Document extract:
▬▬▬▬▬▬
Japanese man revisits the Guam cave where he hid during WWII


HAGATNA, Guam (AP)—A 92-year-old Japanese man has returned to Guam to visit a cave where he hid for nearly a year during World War II.

Kiichi Kobayashi told The Pacific Daily News through an interpreter Monday that he’s grateful for island residents and the U.S. troops who captured him because both groups helped him survive.

Kobayashi was a 19-year-old aircraft mechanic for the Japanese air force when he was sent to wartime Guam and ended up hiding from U.S. troops in a cave with some 50 fellow soldiers, he said. The number dwindled to about 10 and Kobayashi said he was eventually the only one left living.

Many of the Japanese military men died from complications of gunshot wounds and other injuries, explained Kobayashi. He managed to stay alive by eating wild papayas and stealing food from houses he could walk to secretly, and he said the residents began leaving bananas and other food outside for him.

“They knew (I) was out there,” he said through an interpreter.
▬▬▬▬▬▬
Record extracts:
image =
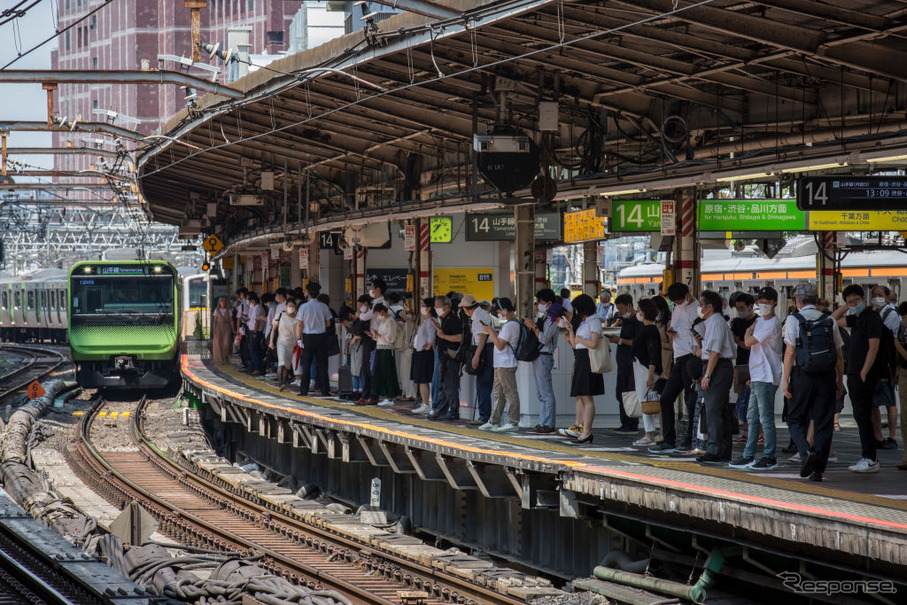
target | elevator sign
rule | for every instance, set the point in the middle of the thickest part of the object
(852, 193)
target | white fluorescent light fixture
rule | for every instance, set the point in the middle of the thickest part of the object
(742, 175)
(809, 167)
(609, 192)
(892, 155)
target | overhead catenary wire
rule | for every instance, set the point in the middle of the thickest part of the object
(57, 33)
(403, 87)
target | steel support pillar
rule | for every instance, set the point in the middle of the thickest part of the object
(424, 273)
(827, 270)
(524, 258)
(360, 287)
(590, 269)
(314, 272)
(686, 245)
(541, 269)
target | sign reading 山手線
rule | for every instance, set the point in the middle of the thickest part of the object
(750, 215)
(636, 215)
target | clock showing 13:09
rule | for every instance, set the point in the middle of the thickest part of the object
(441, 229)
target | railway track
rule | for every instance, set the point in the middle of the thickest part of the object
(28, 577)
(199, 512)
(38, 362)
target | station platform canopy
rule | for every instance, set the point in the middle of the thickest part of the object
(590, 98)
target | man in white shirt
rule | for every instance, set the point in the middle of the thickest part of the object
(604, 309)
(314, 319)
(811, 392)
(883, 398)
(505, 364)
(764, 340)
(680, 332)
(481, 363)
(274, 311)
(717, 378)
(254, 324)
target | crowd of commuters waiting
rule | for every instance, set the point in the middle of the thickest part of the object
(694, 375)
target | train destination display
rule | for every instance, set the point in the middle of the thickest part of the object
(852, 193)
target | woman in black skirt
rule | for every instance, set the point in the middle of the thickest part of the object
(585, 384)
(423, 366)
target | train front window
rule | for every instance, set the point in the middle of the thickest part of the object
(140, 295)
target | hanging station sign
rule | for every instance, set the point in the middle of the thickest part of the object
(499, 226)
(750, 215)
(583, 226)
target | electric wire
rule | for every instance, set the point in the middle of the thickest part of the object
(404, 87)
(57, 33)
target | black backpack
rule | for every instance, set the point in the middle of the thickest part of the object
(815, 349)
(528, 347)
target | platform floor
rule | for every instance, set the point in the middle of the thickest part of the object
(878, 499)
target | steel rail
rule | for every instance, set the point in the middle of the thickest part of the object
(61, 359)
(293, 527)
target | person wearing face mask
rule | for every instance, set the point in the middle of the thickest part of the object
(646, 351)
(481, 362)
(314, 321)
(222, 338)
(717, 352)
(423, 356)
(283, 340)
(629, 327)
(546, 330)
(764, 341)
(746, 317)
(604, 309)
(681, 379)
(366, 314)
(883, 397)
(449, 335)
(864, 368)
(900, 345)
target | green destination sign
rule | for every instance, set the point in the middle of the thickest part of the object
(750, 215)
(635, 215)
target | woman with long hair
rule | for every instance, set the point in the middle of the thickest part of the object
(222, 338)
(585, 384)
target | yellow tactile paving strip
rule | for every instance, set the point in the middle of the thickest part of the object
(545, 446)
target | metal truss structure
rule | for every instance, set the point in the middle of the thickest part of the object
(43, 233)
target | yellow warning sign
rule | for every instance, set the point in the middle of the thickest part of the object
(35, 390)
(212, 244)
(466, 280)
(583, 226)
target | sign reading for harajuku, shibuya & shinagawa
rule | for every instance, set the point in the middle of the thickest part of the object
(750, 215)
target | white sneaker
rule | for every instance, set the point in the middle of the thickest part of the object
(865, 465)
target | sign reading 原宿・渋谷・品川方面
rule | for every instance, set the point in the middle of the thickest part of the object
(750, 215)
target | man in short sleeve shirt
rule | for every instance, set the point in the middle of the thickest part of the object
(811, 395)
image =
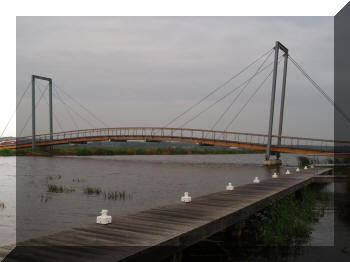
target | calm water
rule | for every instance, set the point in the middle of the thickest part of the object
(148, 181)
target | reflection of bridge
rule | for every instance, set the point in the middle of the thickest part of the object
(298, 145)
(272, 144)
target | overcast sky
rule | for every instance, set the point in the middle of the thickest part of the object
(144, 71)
▬▬▬▬▬▬
What you will do:
(1) Summarize the news article about Kiichi Kobayashi in two sentences.
(2) Based on the news article about Kiichi Kobayashi, does each statement agree with it? Answer yes or no, and quote the deciding words.
(a) Kobayashi was 19 years old and worked as an aircraft mechanic when he was sent to Guam.
(b) Kobayashi first hid in the cave with about 10 fellow soldiers.
(c) Island residents left food outside for Kobayashi.

Written answers:
(1) Kiichi Kobayashi, a 92-year-old Japanese man, has returned to Guam to visit a cave where he hid from U.S. troops for nearly a year during World War II. He was eventually the only one left living of some 50 soldiers there, and he survived by eating wild papayas, stealing food, and taking the bananas and other food residents left for him, so he is grateful to both the residents and the troops who captured him.

(2)
(a) Yes: "Kobayashi was a 19-year-old aircraft mechanic for the Japanese air force when he was sent to wartime Guam"
(b) No: "hiding from U.S. troops in a cave with some 50 fellow soldiers"
(c) Yes: "the residents began leaving bananas and other food outside for him"